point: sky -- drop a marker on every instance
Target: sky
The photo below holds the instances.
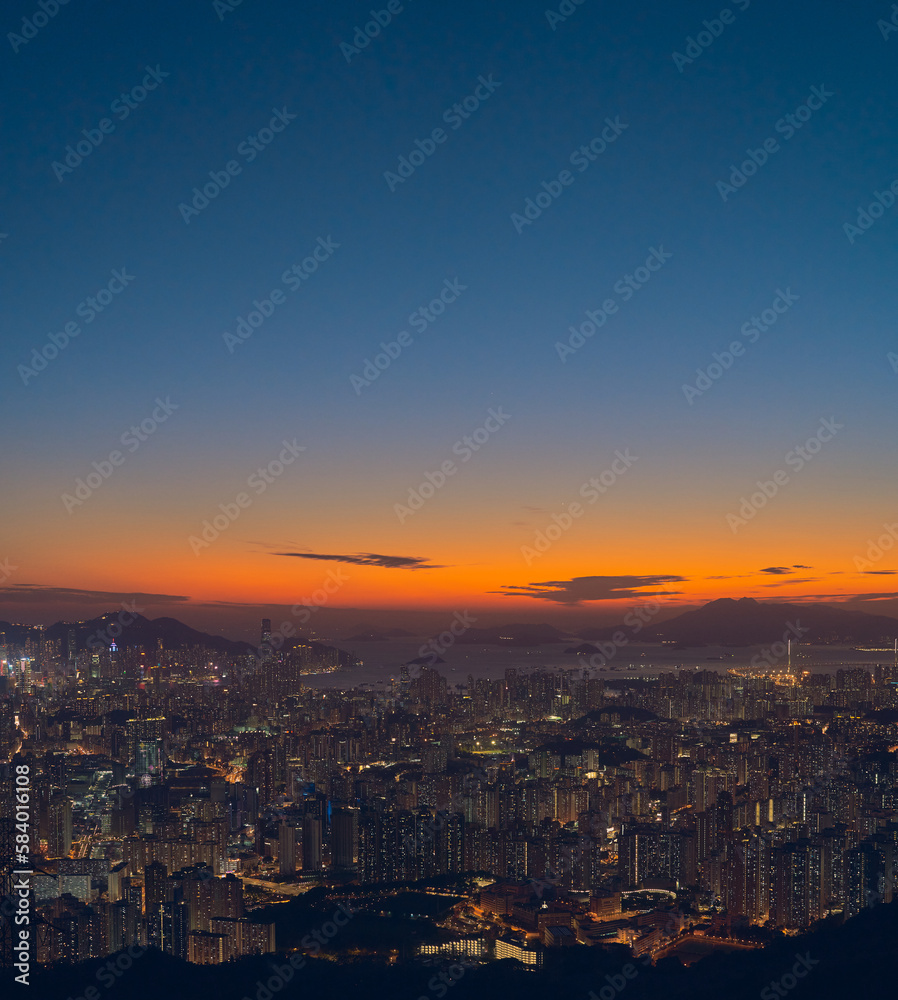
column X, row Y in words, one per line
column 382, row 301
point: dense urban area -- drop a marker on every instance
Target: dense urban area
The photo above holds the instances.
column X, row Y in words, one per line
column 193, row 801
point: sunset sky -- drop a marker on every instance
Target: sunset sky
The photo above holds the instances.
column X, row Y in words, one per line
column 543, row 420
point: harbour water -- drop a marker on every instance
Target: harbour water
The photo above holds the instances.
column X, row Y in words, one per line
column 382, row 661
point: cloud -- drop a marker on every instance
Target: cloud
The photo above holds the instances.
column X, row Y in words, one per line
column 37, row 593
column 593, row 588
column 368, row 559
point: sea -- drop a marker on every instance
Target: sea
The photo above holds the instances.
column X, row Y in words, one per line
column 381, row 662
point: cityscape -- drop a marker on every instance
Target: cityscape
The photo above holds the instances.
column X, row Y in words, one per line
column 185, row 799
column 449, row 540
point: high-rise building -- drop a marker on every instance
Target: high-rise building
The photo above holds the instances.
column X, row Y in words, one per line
column 287, row 849
column 59, row 828
column 345, row 837
column 311, row 844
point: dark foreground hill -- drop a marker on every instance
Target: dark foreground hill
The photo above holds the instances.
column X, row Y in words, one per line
column 855, row 959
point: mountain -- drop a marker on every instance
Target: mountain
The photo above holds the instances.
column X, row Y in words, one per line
column 747, row 622
column 135, row 630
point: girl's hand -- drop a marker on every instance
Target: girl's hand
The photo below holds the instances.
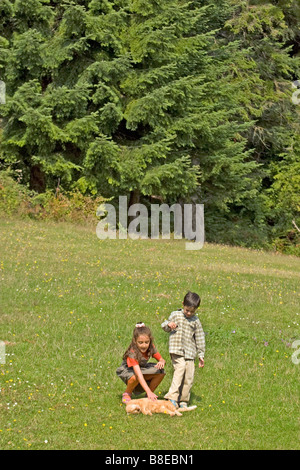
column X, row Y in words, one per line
column 160, row 364
column 151, row 395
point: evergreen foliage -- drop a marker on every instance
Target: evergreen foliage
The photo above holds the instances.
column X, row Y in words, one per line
column 172, row 98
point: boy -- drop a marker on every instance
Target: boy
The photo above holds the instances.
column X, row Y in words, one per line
column 186, row 341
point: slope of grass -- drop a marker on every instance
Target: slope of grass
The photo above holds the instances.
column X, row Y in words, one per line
column 68, row 306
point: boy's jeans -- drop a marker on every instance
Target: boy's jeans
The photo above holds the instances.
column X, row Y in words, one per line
column 183, row 378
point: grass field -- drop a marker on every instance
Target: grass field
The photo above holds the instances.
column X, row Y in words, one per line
column 68, row 306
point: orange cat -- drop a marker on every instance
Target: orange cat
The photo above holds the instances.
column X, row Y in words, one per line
column 147, row 407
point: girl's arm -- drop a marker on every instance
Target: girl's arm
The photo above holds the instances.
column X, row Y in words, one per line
column 140, row 377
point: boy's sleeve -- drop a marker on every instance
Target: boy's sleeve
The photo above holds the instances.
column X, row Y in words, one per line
column 200, row 340
column 164, row 324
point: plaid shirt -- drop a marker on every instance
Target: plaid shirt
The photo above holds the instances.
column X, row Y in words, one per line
column 188, row 339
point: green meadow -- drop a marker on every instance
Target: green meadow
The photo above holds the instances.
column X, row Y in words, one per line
column 68, row 306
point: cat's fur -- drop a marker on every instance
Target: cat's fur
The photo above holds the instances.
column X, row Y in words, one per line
column 147, row 407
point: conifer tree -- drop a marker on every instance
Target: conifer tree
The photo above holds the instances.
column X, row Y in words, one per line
column 123, row 96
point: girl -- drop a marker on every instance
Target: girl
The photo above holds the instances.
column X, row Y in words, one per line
column 135, row 371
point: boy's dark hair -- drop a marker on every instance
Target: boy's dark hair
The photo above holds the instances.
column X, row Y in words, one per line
column 192, row 299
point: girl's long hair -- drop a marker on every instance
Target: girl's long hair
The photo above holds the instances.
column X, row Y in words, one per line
column 138, row 331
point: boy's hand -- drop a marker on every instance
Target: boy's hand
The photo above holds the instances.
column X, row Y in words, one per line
column 151, row 395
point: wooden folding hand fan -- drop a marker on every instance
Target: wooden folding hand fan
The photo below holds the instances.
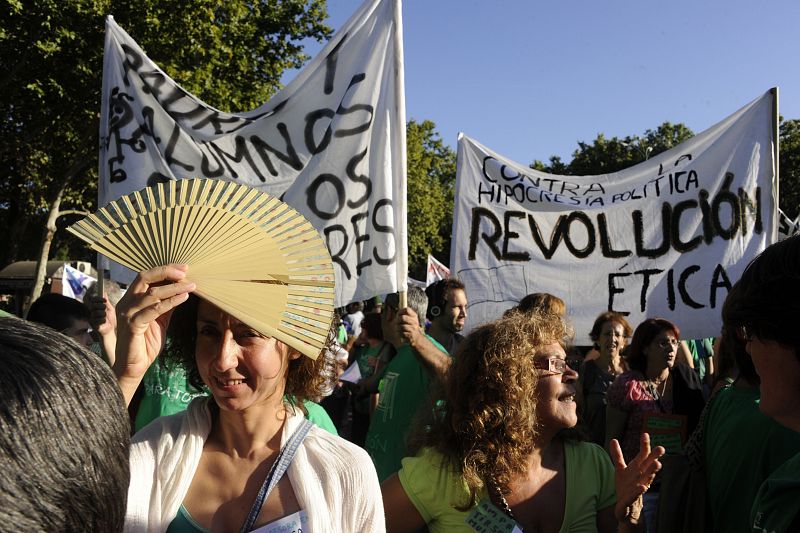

--------------------------------

• _WHAT NEEDS TO BE DONE_
Put every line of the material above into a numbered list, skipping any blank lines and leaving out the pictures.

• _FULL ANSWER_
1. point: sky -- drop a marker on every instance
2. Target: sky
3. The photo below holds the instances.
4. column X, row Y in words, one per line
5. column 382, row 301
6. point: dense urban area -- drop a marker on every instance
7. Target: dense urban area
8. The photo above holds the instances.
9. column X, row Y in words, one per line
10. column 193, row 801
11. point: sunset sky -- drop a marker on every instance
12. Target: sunset sky
13. The photo above holds the instances.
14. column X, row Y in words, one per line
15. column 543, row 420
16. point: harbour water -- drop a marker on every instance
17. Target: harbour water
18. The photo above holds the instances.
19. column X, row Y in words, one per line
20. column 382, row 661
21. point: cloud -- drop a marker on every instance
22. Target: cloud
23. The photo above holds the instances.
24. column X, row Y in words, one per line
25. column 37, row 593
26. column 593, row 588
27. column 368, row 559
28. point: sea -- drop a marker on every instance
29. Target: sea
30. The photo above holds the instances.
31. column X, row Y in words, one per line
32. column 381, row 662
33. point: cityscape -- drop a marker on every instance
34. Target: cityscape
35. The photo above holds the instances.
36. column X, row Y in words, one per line
37. column 185, row 799
38. column 449, row 540
39. point: high-rise building -- drop a marker on every instance
40. Target: high-rise building
41. The photo above holds the instances.
42. column X, row Y in words, one per line
43. column 287, row 849
44. column 59, row 828
45. column 345, row 837
46. column 311, row 844
47. point: dark foreground hill -- drop a marker on every instance
48. Target: dark foreground hill
49. The photo above holds the instances.
50. column X, row Y in words, one per line
51. column 855, row 959
52. point: mountain -- drop a marker on every instance
53. Target: mountain
54. The photo above holds the instances.
55. column X, row Y in words, one per line
56. column 747, row 622
57. column 135, row 630
58. point: girl's hand -- drop a marker on every instance
59. Target: girl's hand
60. The photo below holds the instances.
61. column X, row Y in words, one per line
62. column 160, row 364
63. column 151, row 395
64. point: evergreen foliage -- drop a marker on every instance
65. Target: evergreen foliage
66. The photo above holds the instances.
67. column X, row Y in words, one per line
68. column 172, row 98
69. point: boy -- drop a marker on every instance
70. Target: boy
71. The photo above holds the instances.
72. column X, row Y in words, one per line
73. column 186, row 341
74. point: slope of grass -- drop a marker on every instance
75. Target: slope of grass
76. The photo above holds the instances.
77. column X, row Y in words, one per line
78. column 68, row 306
79. point: boy's jeans -- drop a marker on every instance
80. Target: boy's jeans
81. The photo above holds the instances.
82. column X, row Y in words, one per line
83. column 183, row 378
84. point: grass field -- drop a marker on every instance
85. Target: grass field
86. The photo above holds the instances.
87. column X, row Y in words, one per line
88. column 68, row 306
89. point: orange cat -- drop a marker on every instance
90. Target: orange cat
91. The photo above holds the instances.
92. column X, row Y in words, one per line
93. column 147, row 407
94. point: girl's arm -- drop a marker on every instance
95. Target: girl's arm
96. The photo above holds the instances.
97. column X, row Y in words, one per line
98. column 140, row 377
99. point: boy's sleeve -- drop a marker on every instance
100. Target: boy's sleeve
101. The photo above holds the instances.
102. column X, row Y in words, one per line
103. column 200, row 340
104. column 164, row 324
105. point: plaid shirt -- drop a marker on every instance
106. Target: plaid shirt
107. The photo above holds the instances.
108. column X, row Y in words, one per line
109. column 188, row 339
110. point: green meadow -- drop a marker on every instance
111. Target: green meadow
112. The photo above holds the instances.
113. column X, row Y in words, one per line
114. column 68, row 306
115. point: cat's fur -- drop a marker on every instance
116. Target: cat's fur
117. The photo above holds the instances.
118. column X, row Y in words, one per line
119. column 147, row 407
120. point: conifer tree -- drop a marker on every instance
121. Target: conifer tree
122. The photo above holds the instances.
123. column X, row Y in words, one per line
124. column 123, row 96
125. point: girl -- drop a marker on every instance
126. Target: girl
127. The photo above holds the instances.
128. column X, row Y in words, one per line
129. column 135, row 371
130. point: boy's dark hair -- drop a marker on every instance
131. Target: boy's dark hair
132. The photo above holds the instances.
133. column X, row Y in words, one per line
134. column 192, row 299
135. point: girl's long hair -- drop a marker on every instance
136. Target: girl's long hair
137. The photo above holds the instances.
138. column X, row Y in words, one per line
139. column 138, row 331
140. point: boy's hand -- drop a marker on every instance
141. Target: boy's hand
142. The photo above holds the instances.
143. column X, row Y in words, one per line
144. column 151, row 395
145. point: wooden folding hand fan -- drop a marker on every instance
146. Target: wooden folding hand fan
147. The photo below holds the instances.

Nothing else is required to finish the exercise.